Data records
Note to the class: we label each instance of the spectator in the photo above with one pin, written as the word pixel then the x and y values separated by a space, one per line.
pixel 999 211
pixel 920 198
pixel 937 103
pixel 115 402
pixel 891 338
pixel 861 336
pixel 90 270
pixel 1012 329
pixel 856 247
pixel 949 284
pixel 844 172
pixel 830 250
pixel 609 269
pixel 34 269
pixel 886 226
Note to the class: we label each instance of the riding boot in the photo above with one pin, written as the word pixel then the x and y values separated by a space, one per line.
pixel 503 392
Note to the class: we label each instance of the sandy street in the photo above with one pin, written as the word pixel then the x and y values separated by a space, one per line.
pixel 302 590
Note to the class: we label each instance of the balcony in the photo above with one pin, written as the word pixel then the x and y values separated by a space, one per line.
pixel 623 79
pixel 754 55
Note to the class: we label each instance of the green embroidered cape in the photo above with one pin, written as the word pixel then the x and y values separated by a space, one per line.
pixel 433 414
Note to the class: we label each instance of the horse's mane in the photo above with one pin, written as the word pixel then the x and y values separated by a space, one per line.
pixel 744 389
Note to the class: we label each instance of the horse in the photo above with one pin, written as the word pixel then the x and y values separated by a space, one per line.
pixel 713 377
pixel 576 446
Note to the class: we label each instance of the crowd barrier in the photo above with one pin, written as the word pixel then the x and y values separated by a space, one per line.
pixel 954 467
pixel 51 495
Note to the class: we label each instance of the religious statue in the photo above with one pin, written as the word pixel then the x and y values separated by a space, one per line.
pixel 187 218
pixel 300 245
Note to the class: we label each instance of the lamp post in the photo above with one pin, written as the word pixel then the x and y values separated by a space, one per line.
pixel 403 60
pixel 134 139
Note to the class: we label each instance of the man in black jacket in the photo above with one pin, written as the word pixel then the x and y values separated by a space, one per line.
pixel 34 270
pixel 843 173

▶ _Problem description_
Nothing should appear in the answer except the lines from the one containing "Note to the class: we label each instance of the green" to the end of the data above, reproduced exactly.

▶ _Response area_
Note to the class: we label each instance of the green embroidered cape in the photo above with one pin, written as the word pixel then the x and y values separated by a space, one per line.
pixel 433 414
Note to the class: we label each instance of the horse's mane in the photo above with one pin, written as the word pixel then the x and y values separated by a space, one per line.
pixel 744 389
Note to the class: we label each instance of the horse in the photo above with one pin, written as the word pixel then the x and y values separated by a space, one per line.
pixel 713 377
pixel 576 446
Note to the class: we label each instance of the crowd barrier in the photo above with one pin, written as the word pixel then the x and y values separated by a space, one per line.
pixel 954 467
pixel 51 495
Note to the class: we label each instance of the religious statue in the photo above with one pin, written as the word pixel then the x and y values separated by a space, one per line.
pixel 187 218
pixel 300 245
Note to the class: we label each instance of the lamp post in the photo above with one pin, written as the word pixel then the x and y values separated by a space, one per line.
pixel 403 60
pixel 134 139
Note to the class: we label each instance of the man in black jacket in the photo above with one pin, written as the word pixel then the x and y values separated by a space, one per line.
pixel 34 270
pixel 843 173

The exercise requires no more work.